What you have to do:
Take down each entry exactly as written.

#### Records shown ####

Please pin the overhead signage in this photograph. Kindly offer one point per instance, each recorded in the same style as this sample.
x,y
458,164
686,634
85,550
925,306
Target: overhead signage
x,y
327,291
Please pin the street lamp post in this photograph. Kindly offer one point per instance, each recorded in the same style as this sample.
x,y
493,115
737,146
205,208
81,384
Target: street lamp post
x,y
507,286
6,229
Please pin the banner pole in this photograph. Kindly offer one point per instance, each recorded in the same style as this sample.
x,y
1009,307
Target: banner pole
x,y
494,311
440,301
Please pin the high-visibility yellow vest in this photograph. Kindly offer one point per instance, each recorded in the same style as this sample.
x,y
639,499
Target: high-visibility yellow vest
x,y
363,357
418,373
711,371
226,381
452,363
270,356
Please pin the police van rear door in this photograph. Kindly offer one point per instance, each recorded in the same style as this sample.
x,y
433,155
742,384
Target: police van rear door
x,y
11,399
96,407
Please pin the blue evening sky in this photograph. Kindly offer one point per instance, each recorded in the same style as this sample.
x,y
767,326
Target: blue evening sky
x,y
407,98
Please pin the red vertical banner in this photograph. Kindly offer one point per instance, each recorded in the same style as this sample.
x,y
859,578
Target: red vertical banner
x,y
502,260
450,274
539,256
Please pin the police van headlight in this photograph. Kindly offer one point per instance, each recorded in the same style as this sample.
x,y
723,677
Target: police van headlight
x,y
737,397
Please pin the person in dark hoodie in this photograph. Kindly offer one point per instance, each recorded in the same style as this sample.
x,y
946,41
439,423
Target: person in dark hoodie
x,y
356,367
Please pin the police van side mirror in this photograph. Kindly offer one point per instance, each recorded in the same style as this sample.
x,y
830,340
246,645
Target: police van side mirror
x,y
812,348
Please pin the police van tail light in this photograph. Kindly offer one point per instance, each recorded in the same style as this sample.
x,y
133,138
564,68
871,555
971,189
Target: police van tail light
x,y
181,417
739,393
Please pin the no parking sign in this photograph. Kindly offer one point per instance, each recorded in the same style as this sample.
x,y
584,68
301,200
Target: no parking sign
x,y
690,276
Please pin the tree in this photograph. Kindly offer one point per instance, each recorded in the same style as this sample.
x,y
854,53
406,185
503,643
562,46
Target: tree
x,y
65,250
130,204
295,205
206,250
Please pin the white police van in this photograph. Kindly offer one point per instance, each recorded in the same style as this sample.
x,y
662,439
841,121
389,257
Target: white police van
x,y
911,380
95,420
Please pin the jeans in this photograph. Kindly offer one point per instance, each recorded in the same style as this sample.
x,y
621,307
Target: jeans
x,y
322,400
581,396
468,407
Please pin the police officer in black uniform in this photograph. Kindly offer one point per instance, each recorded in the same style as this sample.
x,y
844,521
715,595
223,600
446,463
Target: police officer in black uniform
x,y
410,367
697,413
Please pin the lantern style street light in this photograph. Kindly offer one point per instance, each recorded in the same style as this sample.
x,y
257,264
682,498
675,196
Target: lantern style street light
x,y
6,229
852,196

####

Completed task:
Please pin the overhead signage in this photograph. Kindly offer one point per instance, each recorded in the same style as this sample.
x,y
458,164
686,634
85,550
925,306
Target: overhead signage
x,y
327,291
Please pin the street lamp post in this photograph. Kindly offer one point per instance, each recorded in the same style as this sample.
x,y
493,115
737,146
205,208
81,384
Target: street lamp post
x,y
507,286
6,229
Please pin the banner pole in this photograph. Kindly offer one point per instance, each recorded in the same style as this sample.
x,y
1009,307
Target: banner pole
x,y
494,311
440,301
Please pin the high-visibility yellow vest in this photograph. Kindly offer one point per instance, each recorded in the same style as this sample.
x,y
639,499
Target: high-visibility yellow vest
x,y
363,357
418,373
711,371
226,381
452,363
270,356
Please pin the police van rear door in this photograph. Kindly offer one point per instance, each recorded in the same style as this sample.
x,y
433,155
742,384
Target: police van rear door
x,y
11,399
96,407
Please pin the blue evening sky in this photograph. Kindly offer one point per instance, each recorded in the same style as this sample.
x,y
767,326
Target: blue evening sky
x,y
407,98
Please pin the red vertical banner in this photograph. Kindly offer one point per instance, each recorded in the same style as this sample.
x,y
859,578
Target: red vertical banner
x,y
502,260
450,274
539,256
Please pin the police van headlight in this photograph. Kindly offer one point per instance, each recorded in the same style as this sample.
x,y
723,677
Target: police van headlight
x,y
737,397
Please pin the person in dark hoodie in this photograph. Kindly offer one point per instance, each recorded in the same style as this sample.
x,y
946,41
439,423
Target: person in dark hoodie
x,y
356,367
Please pin the police van side mirror in this photograph. Kindly offer one point per instance, each recorded in the same style as this sample.
x,y
830,340
246,645
Target: police van side mirror
x,y
812,348
Please pin the police van tail light in this photograph. Kindly offer one point per instance, each recorded in the same style as this sample.
x,y
133,138
564,68
871,555
971,189
Target: police van tail light
x,y
181,417
739,393
Please pin the no parking sign in this photograph. Kindly offer one point per instance, each recorded in the same style as this sample.
x,y
584,68
301,200
Target: no parking sign
x,y
690,276
Please pin the tree in this photograph. Kindly offer one point per instance, each recorded in the same style as this sample.
x,y
854,53
406,185
503,643
562,46
Target: tree
x,y
65,250
130,204
295,205
206,250
Please pin the white police van in this photograph. Kindly offer one point per instance, each recorded in the same style as this sample.
x,y
662,439
841,121
389,257
Target: white police van
x,y
911,380
95,420
Please pin the jeans in this photograph. Kindly offer one point per instance, each recorded in the same style as this sample.
x,y
621,307
Target: jeans
x,y
322,400
581,396
468,407
Please pin the police officer in black uniform in this photograph. Kindly offer one point per instance, each recorded in the same style as this sample.
x,y
844,521
715,595
223,600
446,463
Target: police officer in black uniform
x,y
410,367
697,413
Please pin the lantern style street light in this photograph. Kindly offer one point per instance, each recorded in the same style as this sample.
x,y
257,264
682,498
675,196
Target: lantern style street light
x,y
6,229
852,196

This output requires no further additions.